◆ ACTION ITEM ◆
Would you please output the lines of the data below from the one containing "Outline every instance of the fairway." to the end, exactly and with nothing added?

Saved data entries
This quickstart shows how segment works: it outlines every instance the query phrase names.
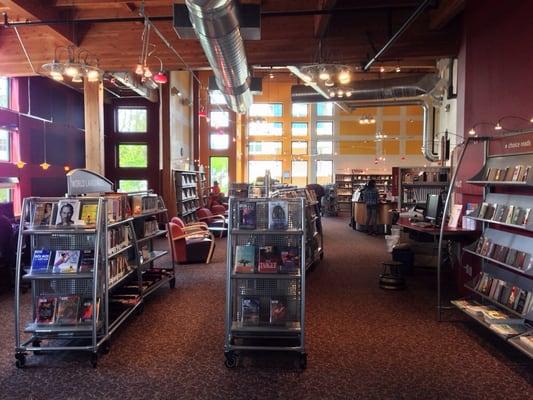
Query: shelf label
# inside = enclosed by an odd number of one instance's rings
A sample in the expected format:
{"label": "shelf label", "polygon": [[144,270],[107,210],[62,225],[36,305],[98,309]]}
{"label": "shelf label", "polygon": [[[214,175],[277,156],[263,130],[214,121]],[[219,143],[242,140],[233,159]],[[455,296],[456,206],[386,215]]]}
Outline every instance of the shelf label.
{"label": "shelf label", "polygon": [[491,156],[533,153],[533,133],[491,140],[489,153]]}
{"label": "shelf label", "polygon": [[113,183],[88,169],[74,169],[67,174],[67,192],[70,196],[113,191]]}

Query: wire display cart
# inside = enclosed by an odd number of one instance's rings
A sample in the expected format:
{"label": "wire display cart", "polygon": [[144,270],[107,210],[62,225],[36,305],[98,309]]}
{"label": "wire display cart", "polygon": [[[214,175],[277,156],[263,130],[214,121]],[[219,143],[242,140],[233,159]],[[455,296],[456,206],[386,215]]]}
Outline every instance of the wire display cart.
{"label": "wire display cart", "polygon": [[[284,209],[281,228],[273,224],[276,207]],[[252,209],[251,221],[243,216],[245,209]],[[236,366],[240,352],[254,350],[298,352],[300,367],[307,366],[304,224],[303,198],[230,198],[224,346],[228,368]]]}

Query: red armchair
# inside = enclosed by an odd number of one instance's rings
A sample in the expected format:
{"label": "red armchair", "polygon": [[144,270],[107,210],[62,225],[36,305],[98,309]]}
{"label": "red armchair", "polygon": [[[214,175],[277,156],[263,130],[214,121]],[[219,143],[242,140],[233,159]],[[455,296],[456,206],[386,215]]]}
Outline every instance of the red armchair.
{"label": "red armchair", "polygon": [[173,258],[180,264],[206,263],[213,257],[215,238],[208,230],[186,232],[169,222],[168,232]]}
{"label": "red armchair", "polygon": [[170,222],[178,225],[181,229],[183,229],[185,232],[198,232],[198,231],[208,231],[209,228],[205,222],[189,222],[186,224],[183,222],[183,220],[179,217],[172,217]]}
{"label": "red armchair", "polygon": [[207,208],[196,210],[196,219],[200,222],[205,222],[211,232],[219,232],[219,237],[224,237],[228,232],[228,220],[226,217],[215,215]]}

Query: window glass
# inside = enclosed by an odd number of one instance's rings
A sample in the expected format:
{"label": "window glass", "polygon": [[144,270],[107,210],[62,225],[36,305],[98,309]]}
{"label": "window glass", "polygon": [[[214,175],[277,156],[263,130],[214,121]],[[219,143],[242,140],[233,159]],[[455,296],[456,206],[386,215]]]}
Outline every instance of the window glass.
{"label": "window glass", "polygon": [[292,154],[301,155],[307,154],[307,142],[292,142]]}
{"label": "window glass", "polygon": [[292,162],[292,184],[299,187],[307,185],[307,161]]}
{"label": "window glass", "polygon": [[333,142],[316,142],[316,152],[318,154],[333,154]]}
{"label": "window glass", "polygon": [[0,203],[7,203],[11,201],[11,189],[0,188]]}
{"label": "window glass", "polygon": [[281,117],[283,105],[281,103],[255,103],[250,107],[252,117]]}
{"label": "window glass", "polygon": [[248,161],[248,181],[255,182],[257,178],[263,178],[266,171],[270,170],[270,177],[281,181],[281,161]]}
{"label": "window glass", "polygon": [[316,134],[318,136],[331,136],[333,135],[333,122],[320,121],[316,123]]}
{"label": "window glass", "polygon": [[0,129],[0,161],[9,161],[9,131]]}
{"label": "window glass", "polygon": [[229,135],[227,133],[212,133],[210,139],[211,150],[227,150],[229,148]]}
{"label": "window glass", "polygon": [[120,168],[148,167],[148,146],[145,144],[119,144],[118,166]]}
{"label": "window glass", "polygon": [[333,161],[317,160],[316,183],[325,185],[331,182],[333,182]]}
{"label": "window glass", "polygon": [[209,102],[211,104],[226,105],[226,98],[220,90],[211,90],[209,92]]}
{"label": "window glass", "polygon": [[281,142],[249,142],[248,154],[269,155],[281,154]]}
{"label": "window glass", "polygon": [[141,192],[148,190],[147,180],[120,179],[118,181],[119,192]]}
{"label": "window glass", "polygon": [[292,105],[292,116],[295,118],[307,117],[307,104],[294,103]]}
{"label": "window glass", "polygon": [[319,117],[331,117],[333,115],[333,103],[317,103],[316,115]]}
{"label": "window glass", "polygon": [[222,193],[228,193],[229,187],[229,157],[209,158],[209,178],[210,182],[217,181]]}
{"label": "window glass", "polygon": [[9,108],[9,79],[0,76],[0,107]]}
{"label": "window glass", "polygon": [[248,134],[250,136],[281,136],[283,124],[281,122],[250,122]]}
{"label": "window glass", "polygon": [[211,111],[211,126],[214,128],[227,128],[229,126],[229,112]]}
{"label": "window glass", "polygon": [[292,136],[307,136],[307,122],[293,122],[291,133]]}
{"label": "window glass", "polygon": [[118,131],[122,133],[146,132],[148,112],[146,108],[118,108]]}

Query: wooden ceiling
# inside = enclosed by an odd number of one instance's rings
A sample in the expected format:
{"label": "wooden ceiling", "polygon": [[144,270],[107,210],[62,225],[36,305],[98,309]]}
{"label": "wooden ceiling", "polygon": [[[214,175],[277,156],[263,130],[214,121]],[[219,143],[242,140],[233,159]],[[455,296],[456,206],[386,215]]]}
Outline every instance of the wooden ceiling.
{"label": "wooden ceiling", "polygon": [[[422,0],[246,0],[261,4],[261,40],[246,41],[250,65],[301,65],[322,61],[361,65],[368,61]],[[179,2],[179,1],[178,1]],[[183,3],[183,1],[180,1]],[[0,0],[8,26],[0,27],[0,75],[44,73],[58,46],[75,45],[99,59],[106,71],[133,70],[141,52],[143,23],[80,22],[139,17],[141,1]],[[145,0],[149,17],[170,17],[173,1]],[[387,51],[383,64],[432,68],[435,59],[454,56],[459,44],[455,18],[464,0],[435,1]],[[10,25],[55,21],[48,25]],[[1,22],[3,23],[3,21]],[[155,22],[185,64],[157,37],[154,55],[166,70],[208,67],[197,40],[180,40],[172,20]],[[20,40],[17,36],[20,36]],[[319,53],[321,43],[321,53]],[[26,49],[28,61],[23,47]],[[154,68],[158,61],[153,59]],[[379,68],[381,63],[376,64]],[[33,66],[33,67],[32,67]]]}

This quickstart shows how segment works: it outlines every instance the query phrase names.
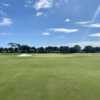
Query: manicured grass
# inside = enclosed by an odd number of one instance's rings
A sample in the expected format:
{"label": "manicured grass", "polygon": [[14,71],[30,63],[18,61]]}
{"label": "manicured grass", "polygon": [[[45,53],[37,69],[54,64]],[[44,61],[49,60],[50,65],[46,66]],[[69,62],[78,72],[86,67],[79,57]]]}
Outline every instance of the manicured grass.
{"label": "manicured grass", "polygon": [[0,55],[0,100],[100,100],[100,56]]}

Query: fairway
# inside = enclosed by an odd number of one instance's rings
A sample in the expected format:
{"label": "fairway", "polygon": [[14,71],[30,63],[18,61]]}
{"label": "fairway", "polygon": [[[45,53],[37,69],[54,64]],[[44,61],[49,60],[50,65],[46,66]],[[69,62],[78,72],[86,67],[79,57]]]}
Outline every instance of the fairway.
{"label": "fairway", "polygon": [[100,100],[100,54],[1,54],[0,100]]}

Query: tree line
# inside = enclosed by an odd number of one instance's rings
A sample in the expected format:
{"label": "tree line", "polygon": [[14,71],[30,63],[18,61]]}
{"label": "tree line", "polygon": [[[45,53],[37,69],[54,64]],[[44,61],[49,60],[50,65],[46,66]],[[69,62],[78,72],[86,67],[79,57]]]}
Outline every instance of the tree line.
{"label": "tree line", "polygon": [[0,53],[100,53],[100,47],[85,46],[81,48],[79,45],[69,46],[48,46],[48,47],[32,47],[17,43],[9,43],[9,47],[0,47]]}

◆ SOLUTION TO THE PROBLEM ◆
Outline every instance of the fairway.
{"label": "fairway", "polygon": [[100,100],[100,54],[1,54],[0,100]]}

Query: tree line
# inside = enclosed by an odd number of one instance's rings
A sample in the expected format:
{"label": "tree line", "polygon": [[14,71],[30,63],[18,61]]}
{"label": "tree line", "polygon": [[[45,53],[37,69],[54,64]],[[44,61],[49,60],[50,65],[46,66]],[[69,62],[78,72],[86,67],[79,57]]]}
Outline every instance of the tree line.
{"label": "tree line", "polygon": [[0,53],[100,53],[100,47],[85,46],[81,48],[79,45],[69,46],[48,46],[48,47],[32,47],[17,43],[9,43],[9,47],[0,47]]}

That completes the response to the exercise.